_Instructions for the task_
Can you give every line of the listing below as a numbered list, leaving out any blank lines?

_Data shown_
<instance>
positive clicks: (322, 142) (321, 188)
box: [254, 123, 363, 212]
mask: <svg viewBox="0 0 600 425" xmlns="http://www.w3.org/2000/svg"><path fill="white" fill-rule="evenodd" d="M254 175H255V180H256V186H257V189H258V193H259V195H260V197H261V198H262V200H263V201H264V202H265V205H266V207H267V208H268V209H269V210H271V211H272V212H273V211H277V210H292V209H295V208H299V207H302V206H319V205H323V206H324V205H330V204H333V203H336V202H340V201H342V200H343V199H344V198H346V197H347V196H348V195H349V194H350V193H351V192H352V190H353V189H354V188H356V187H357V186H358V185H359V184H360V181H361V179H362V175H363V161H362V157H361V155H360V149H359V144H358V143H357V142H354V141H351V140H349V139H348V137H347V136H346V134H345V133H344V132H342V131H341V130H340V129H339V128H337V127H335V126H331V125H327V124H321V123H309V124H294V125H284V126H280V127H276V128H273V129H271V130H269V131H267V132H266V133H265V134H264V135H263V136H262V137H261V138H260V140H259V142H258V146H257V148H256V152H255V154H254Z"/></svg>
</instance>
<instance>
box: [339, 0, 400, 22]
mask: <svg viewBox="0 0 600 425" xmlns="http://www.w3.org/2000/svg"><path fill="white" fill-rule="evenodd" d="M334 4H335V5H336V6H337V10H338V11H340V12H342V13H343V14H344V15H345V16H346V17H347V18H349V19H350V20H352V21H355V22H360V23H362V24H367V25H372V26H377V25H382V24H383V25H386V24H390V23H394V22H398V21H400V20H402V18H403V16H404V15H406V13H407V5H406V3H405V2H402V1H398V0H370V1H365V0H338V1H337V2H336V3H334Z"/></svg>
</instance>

_Answer to this problem_
1. <instance>
2. positive clicks: (322, 142) (321, 188)
3. box: [254, 123, 363, 212]
4. mask: <svg viewBox="0 0 600 425" xmlns="http://www.w3.org/2000/svg"><path fill="white" fill-rule="evenodd" d="M254 175H255V180H256V186H257V189H258V193H259V195H260V197H261V198H262V200H263V201H264V202H265V205H266V207H267V208H268V209H269V210H271V211H272V212H273V211H277V210H292V209H295V208H299V207H302V206H319V205H323V206H324V205H330V204H333V203H336V202H340V201H342V200H343V199H344V198H346V197H347V196H348V195H349V194H350V193H351V192H352V190H353V189H354V188H356V187H357V186H358V185H359V184H360V181H361V179H362V175H363V161H362V157H361V155H360V149H359V144H358V143H357V142H354V141H351V140H349V139H348V137H347V136H346V134H345V133H344V132H342V131H341V130H340V129H339V128H337V127H335V126H331V125H327V124H321V123H309V124H294V125H284V126H280V127H276V128H273V129H271V130H269V131H267V132H266V133H265V134H264V135H263V136H262V137H261V138H260V140H259V142H258V146H257V148H256V152H255V154H254Z"/></svg>
5. </instance>
6. <instance>
7. box: [339, 0, 400, 22]
8. mask: <svg viewBox="0 0 600 425" xmlns="http://www.w3.org/2000/svg"><path fill="white" fill-rule="evenodd" d="M334 4H335V5H336V6H337V10H338V11H340V12H342V13H343V14H344V15H345V16H346V17H347V18H349V19H350V20H352V21H355V22H360V23H362V24H367V25H372V26H377V25H382V24H383V25H386V24H390V23H394V22H398V21H400V20H402V18H403V16H404V15H406V13H407V5H406V3H405V2H402V1H398V0H370V1H365V0H338V1H337V2H336V3H334Z"/></svg>
9. </instance>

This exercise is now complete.